Stored items from a collection:
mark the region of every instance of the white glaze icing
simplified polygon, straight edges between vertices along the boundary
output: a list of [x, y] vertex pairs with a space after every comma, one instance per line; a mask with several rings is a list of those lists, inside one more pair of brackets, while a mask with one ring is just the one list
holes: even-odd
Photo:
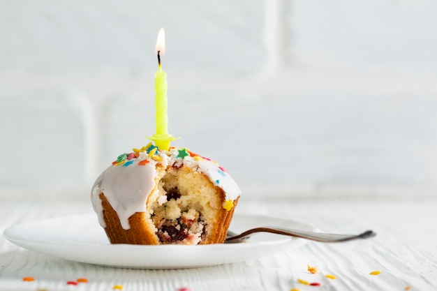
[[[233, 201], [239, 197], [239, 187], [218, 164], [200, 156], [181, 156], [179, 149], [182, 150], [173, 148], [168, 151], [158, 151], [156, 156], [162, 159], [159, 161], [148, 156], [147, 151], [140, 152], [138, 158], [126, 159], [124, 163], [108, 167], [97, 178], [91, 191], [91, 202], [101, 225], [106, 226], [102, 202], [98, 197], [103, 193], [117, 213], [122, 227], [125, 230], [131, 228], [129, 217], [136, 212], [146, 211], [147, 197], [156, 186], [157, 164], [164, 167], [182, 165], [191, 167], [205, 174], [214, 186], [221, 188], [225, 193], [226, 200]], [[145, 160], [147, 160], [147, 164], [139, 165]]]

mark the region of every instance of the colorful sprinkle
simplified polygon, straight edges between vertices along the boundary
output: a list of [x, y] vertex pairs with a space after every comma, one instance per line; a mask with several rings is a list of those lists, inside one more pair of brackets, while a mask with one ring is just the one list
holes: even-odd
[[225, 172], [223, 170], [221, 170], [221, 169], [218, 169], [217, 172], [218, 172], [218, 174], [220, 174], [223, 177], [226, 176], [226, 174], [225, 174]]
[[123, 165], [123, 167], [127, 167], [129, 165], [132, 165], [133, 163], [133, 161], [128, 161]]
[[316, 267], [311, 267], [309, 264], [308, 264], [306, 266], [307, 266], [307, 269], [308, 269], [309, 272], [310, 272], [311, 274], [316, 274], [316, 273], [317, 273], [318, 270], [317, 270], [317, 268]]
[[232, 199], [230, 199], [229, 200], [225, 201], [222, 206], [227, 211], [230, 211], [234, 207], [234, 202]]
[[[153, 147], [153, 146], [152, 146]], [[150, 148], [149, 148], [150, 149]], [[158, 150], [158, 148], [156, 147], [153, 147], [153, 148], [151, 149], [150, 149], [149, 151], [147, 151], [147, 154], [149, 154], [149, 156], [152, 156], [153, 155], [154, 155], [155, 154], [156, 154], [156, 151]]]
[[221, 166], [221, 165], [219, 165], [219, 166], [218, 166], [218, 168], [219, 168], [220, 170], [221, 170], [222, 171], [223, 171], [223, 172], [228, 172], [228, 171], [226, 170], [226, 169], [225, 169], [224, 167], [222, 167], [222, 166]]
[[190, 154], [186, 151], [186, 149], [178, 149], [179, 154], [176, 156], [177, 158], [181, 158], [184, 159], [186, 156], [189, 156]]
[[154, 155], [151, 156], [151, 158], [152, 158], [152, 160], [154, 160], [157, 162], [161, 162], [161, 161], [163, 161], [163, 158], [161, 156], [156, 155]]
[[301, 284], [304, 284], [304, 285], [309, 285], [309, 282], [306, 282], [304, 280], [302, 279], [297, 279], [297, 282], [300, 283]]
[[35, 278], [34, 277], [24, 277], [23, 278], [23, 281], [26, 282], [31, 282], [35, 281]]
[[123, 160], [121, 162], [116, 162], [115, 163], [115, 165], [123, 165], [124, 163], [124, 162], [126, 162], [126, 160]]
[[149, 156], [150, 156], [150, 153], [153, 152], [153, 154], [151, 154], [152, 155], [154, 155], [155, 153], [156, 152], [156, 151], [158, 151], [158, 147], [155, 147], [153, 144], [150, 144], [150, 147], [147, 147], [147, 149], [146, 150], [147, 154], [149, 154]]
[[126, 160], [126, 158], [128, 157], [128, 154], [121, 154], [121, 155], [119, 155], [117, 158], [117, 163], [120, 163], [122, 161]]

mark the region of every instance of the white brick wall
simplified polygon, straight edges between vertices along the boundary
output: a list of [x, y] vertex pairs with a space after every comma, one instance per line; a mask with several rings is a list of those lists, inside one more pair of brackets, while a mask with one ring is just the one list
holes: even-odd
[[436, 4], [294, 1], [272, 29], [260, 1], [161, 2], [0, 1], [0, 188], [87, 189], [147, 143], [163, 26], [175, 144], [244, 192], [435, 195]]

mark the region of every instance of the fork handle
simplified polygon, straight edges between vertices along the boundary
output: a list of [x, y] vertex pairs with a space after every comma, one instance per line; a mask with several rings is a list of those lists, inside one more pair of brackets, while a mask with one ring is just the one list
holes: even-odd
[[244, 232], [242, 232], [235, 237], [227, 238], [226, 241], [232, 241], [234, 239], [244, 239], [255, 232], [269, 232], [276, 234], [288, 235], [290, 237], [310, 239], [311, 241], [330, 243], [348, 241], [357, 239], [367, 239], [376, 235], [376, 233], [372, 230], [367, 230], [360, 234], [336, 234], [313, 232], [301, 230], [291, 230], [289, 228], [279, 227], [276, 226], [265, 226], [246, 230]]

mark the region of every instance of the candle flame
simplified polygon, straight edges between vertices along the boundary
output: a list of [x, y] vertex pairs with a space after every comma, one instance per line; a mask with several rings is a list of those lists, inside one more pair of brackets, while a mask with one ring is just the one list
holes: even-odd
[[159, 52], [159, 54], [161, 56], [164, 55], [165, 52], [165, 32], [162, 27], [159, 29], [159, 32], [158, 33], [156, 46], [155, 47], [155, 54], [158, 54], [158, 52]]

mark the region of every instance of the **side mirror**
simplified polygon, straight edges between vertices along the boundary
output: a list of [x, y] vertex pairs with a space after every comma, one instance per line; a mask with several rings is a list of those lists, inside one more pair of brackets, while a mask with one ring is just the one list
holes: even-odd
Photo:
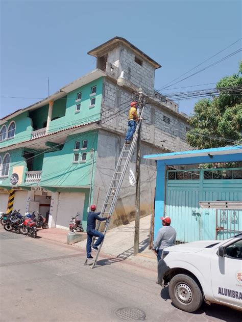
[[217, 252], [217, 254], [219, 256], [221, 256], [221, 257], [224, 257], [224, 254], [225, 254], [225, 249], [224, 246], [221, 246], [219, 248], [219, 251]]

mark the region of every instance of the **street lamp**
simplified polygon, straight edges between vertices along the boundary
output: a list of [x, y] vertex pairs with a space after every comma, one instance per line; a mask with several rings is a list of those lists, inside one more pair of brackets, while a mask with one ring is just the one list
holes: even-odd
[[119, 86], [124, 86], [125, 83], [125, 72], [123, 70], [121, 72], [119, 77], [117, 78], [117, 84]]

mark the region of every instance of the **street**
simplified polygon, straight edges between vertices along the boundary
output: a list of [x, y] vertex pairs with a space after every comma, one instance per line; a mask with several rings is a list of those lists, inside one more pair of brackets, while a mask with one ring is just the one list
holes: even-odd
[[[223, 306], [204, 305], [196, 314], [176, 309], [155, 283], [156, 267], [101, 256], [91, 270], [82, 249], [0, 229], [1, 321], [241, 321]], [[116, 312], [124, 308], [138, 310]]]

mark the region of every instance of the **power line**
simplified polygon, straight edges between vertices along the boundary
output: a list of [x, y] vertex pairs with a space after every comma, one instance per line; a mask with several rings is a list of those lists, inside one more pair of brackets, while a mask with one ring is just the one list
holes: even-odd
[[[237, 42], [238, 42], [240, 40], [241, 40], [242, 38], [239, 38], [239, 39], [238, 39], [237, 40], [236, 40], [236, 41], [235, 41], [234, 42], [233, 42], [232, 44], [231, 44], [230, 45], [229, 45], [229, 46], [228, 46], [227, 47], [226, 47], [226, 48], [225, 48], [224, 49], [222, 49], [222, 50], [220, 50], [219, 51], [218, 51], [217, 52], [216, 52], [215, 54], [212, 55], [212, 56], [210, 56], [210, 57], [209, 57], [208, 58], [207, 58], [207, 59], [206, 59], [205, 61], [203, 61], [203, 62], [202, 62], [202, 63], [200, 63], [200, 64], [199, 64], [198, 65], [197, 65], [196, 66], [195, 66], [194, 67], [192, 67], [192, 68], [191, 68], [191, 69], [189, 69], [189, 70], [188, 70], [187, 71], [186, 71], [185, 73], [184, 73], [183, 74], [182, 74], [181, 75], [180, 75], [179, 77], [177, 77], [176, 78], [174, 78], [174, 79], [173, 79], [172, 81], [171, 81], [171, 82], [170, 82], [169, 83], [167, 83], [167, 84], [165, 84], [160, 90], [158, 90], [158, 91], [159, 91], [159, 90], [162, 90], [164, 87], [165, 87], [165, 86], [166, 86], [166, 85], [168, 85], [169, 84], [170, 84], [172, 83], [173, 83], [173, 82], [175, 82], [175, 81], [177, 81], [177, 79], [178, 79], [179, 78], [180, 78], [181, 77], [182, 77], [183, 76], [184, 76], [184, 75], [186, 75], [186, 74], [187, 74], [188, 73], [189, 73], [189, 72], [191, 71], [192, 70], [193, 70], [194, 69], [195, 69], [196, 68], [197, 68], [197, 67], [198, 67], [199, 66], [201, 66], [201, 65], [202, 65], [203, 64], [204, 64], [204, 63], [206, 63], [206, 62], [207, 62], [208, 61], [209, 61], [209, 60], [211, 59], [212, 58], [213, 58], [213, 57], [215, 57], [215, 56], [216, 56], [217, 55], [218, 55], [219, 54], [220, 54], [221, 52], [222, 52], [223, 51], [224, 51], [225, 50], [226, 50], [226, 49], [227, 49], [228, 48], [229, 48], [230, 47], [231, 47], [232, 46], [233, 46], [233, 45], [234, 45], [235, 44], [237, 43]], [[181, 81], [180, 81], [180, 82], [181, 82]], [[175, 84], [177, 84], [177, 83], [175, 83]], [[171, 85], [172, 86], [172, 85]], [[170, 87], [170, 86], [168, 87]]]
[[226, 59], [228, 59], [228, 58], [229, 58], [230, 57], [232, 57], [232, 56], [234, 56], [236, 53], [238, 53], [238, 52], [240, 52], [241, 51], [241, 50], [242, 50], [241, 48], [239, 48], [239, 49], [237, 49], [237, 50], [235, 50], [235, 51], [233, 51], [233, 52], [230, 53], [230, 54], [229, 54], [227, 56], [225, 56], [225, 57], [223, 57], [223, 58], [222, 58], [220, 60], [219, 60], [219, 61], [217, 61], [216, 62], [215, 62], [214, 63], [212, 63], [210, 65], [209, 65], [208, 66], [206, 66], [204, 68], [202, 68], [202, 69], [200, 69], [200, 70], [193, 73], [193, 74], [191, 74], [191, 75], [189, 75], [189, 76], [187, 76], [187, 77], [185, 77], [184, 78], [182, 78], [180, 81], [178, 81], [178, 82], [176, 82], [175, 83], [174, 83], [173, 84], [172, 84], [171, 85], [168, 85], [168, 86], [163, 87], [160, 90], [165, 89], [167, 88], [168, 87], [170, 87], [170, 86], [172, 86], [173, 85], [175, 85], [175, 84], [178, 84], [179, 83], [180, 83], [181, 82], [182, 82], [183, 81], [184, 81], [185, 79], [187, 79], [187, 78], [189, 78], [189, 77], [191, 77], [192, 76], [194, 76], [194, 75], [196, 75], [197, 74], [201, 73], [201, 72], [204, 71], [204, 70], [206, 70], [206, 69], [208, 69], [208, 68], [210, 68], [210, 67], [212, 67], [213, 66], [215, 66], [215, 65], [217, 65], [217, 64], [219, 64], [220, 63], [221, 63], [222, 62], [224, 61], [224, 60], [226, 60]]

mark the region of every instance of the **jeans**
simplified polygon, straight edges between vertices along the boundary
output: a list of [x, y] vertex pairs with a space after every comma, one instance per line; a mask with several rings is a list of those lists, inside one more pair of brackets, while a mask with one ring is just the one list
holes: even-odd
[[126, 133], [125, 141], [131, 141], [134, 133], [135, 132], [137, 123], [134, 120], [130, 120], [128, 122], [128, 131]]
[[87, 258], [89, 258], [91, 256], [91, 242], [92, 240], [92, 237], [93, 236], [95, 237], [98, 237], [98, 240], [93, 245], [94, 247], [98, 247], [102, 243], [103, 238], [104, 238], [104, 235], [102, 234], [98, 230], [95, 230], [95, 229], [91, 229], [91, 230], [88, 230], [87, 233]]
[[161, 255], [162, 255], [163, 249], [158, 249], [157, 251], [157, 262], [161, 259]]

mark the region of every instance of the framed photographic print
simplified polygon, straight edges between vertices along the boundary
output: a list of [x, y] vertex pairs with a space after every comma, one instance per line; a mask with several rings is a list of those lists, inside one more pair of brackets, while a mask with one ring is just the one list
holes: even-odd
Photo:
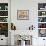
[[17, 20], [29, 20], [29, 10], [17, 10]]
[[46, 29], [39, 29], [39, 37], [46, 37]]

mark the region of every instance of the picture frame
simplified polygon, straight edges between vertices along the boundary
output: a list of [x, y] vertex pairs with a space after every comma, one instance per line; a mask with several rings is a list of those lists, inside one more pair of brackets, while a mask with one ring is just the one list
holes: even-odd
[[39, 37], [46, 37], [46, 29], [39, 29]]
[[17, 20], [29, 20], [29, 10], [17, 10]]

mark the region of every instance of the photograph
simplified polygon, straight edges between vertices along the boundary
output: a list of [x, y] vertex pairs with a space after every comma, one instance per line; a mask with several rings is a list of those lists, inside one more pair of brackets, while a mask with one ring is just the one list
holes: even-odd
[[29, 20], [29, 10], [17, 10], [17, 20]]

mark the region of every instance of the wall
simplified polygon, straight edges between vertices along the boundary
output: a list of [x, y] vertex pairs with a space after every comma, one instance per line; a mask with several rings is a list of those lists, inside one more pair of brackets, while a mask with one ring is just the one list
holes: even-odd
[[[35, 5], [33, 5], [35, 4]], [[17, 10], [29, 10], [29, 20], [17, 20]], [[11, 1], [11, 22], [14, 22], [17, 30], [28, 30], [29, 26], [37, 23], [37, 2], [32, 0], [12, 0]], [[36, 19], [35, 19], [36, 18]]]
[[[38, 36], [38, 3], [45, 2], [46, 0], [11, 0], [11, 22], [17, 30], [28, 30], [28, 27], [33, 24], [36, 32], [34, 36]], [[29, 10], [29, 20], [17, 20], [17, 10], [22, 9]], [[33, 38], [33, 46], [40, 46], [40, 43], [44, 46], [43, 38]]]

→ **Exercise brief**
Using the records above, please retype only the run of lines from the line holding "mark the region of every instance of the picture" through the last line, both ends included.

→ **Answer in full**
mark the region of every instance of the picture frame
simplified polygon, straight edges between vertices along the boundary
output: a list of [x, y] vertex pairs with a space after every comma, one instance per line; a mask with several rings is a list of those lists, inside one more pair of brackets, while a mask with one ring is just the one list
holes: even-odd
[[39, 37], [46, 37], [46, 29], [39, 29]]
[[17, 20], [29, 20], [29, 10], [17, 10]]

mark the region of every instance of the photograph
simplified polygon, straight edges between vertices along the boundary
output: a list of [x, y] vertex pairs with a space after every comma, one instance per line; a mask with several rings is a list of those lists, inside one more pair of brackets, while a mask with one ring is just the one list
holes: even-odd
[[29, 20], [29, 10], [17, 10], [17, 20]]

mark the region of every instance of the wall
simplified polygon, straight edges between vertices along the boundary
output: a list of [x, y] vertex pairs with a space after every comma, one instance per line; a mask with several rings is a list of those lists, inside one more pair of brackets, while a mask with one ring is just the one list
holes: even-odd
[[[35, 5], [33, 5], [35, 4]], [[17, 10], [29, 10], [29, 20], [17, 20]], [[11, 1], [11, 22], [14, 22], [17, 30], [28, 30], [29, 26], [37, 23], [37, 2], [32, 0], [12, 0]], [[36, 19], [35, 19], [36, 18]]]
[[[38, 36], [38, 3], [45, 2], [46, 0], [11, 0], [11, 22], [17, 30], [28, 30], [28, 27], [33, 24], [36, 32], [34, 36]], [[29, 10], [29, 20], [17, 20], [17, 10], [22, 9]], [[33, 38], [33, 46], [40, 46], [40, 43], [44, 46], [43, 38]]]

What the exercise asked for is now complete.